Text provided
(Reuters) - The head of British building materials suppler SIG (>> SIG plc) is stepping down after the company said it would miss 2016 profit forecasts due to weak demand, tougher competition and delays to some projects after Britain's vote to leave the European Union.

Shares in the insulation, roofing and interior fittings firm plunged as much as 24 percent to a four-year low of 88.2 pence on Friday, and are on track for their worst day ever.

While Britain's economy has generally fared better than expected in the wake of the June 23 "Brexit" vote, the construction and building repairs market has been hit hard, with surveys showing the sector has suffered its sharpest downturn in seven years since the referendum.

Heating and plumbing products supplier Wolseley (>> Wolseley plc) and building materials supplier Travis Perkins (>> Travis Perkins plc) have both announced cutbacks to their businesses.

SIG said it had been hit by delays to some commercial sector projects, subdued demand for technical insulation in the petrochemical and manufacturing sectors, as well as weakness in the UK repair and maintenance market.

The company forecast underlying pretax profit of 75-80 million pounds for 2016, below analysts' average forecast of 91.5 million, according to Thomson Reuters I/B/E/S, and comparable 2015 profit of 87.4 million.

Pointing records
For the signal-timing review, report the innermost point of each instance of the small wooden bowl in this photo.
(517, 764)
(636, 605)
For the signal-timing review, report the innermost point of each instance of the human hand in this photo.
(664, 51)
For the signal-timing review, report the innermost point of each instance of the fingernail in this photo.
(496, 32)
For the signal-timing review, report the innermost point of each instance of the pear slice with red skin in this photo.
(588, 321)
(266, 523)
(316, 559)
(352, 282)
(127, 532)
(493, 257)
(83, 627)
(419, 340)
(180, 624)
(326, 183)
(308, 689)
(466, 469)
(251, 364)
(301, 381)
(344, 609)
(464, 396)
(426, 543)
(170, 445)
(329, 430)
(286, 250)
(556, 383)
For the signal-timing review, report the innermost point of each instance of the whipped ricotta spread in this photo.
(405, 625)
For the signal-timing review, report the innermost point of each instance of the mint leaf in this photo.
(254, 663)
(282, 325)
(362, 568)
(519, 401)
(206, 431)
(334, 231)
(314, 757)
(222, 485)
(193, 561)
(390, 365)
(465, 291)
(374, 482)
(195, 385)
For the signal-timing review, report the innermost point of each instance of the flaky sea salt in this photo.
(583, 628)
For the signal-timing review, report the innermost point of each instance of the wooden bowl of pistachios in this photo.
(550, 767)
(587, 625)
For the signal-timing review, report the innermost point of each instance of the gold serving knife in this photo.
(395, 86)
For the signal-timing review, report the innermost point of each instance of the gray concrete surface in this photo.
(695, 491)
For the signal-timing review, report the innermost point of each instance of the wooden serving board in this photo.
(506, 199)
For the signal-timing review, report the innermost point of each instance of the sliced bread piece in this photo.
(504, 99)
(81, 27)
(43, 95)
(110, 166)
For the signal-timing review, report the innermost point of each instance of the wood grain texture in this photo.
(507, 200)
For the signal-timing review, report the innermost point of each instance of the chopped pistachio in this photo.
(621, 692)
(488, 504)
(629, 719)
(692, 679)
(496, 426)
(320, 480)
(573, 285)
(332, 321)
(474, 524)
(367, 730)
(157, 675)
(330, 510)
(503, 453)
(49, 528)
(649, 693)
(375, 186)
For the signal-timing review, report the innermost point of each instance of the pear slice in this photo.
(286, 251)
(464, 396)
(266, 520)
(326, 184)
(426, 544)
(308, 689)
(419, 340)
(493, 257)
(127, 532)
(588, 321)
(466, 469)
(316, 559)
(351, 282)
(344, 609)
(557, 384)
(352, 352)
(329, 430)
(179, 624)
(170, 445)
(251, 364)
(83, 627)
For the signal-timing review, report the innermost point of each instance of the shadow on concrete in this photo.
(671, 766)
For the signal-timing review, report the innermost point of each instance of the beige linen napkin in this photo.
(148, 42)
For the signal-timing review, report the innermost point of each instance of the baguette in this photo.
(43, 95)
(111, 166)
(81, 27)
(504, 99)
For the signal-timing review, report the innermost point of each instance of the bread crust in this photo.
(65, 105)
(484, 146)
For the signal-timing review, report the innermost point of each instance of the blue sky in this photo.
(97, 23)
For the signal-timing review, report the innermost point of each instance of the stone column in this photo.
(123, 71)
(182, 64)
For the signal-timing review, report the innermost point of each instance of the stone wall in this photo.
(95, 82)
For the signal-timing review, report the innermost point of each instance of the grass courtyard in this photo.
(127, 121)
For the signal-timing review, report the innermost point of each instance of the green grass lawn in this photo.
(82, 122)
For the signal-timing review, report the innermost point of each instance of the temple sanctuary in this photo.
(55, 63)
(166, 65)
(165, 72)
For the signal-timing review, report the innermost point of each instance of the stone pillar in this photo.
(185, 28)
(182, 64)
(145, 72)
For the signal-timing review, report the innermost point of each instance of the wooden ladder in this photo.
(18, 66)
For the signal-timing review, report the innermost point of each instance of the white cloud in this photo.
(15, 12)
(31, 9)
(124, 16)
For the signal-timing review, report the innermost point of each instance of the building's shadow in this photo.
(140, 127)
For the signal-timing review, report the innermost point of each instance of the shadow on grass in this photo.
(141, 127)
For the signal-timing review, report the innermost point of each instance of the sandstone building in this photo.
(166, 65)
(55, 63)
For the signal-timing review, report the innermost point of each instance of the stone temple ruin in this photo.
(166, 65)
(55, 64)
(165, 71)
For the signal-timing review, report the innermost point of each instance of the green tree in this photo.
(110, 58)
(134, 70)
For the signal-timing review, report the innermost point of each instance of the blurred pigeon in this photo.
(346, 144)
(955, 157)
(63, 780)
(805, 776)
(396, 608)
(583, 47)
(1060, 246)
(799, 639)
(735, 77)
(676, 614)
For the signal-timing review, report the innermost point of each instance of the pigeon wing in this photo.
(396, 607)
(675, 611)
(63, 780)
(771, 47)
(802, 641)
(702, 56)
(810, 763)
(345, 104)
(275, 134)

Written tasks
1. Using the Reuters report on SIG, answer each question briefly:
(a) What low did SIG shares reach on Friday?
(b) Which two other companies have announced cutbacks to their businesses?
(c) What underlying pretax profit did SIG forecast for 2016?
2. For each statement, decide whether the Reuters report on SIG supports it. Answer yes or no, and quote the words that settle it.
(a) SIG's 2016 profit forecast exceeded the analysts' average forecast.
(b) Surveys show the construction sector has had its sharpest downturn in seven years since the referendum.
(c) Britain's economy as a whole has performed worse than expected since the vote.
3. Turn the paragraph of the Reuters report on SIG that begins "SIG said it had been hit" into a short list of the factors it names.
These lines are separate material and have no connection to the report on SIG.

Written answers
1.
(a) A four-year low of 88.2 pence.
(b) Wolseley and Travis Perkins.
(c) 75-80 million pounds.

2.
(a) No: "below analysts' average forecast of 91.5 million"
(b) Yes: "surveys showing the sector has suffered its sharpest downturn in seven years since the referendum"
(c) No: "Britain's economy has generally fared better than expected"

3.
SIG was hit by:
- delays to some commercial sector projects
- subdued demand for technical insulation in the petrochemical and manufacturing sectors
- weakness in the UK repair and maintenance market